• _Exercise brief_
Could you reproduce all of the following entries exactly?

• _Provided information_
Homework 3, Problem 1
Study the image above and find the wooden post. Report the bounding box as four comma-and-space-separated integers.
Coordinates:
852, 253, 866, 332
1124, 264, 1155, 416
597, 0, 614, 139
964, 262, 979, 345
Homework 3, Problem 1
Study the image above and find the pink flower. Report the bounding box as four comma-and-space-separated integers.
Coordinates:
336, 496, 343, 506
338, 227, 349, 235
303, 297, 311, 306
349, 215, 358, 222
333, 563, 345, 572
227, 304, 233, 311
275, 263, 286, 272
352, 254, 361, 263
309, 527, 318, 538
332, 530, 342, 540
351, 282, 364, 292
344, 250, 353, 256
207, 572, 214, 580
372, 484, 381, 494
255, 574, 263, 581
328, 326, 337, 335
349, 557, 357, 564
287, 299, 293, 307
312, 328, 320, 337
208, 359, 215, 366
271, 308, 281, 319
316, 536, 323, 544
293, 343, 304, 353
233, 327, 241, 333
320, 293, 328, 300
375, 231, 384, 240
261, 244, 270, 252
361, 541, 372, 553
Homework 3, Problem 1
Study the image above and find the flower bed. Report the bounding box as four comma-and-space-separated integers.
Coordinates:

• _Task output_
Homework 3, Problem 1
Study the image above and find the wooden post. Report the bounding box as four comma-and-space-separated integers.
Coordinates:
852, 253, 866, 332
1124, 264, 1155, 416
597, 0, 614, 139
964, 262, 979, 345
Homework 3, Problem 1
Study the image above and find the pink flower. Report the bounding box as four comma-and-space-separated integers.
Coordinates:
336, 496, 343, 506
338, 227, 349, 235
303, 297, 311, 306
349, 215, 358, 222
333, 563, 345, 572
227, 304, 233, 311
275, 263, 286, 272
352, 254, 361, 263
309, 527, 318, 538
332, 530, 342, 540
351, 282, 364, 292
344, 250, 353, 256
207, 572, 214, 580
372, 484, 381, 494
255, 574, 263, 581
328, 326, 337, 335
349, 557, 357, 564
287, 299, 293, 307
312, 328, 320, 337
208, 359, 215, 366
271, 308, 281, 319
316, 536, 323, 544
293, 343, 304, 353
233, 327, 241, 333
320, 293, 328, 300
375, 231, 384, 240
261, 244, 270, 252
361, 541, 372, 553
Homework 3, Problem 1
Study the image above and find the flower bed. Report the bounding box as four comma-and-space-separated integers.
Coordinates:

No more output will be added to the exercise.